[THE PROBLEM] Look through the lines below and copy each one that includes "form".

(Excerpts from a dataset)
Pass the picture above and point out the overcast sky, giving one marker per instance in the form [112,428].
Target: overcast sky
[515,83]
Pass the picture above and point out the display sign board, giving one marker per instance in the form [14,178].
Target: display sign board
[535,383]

[YOUR RESPONSE]
Pass the picture above and point out the overcast sky, giving one marker per instance in the form [112,428].
Pass the picture above and point out the display sign board, giving one marker per instance in the form [14,178].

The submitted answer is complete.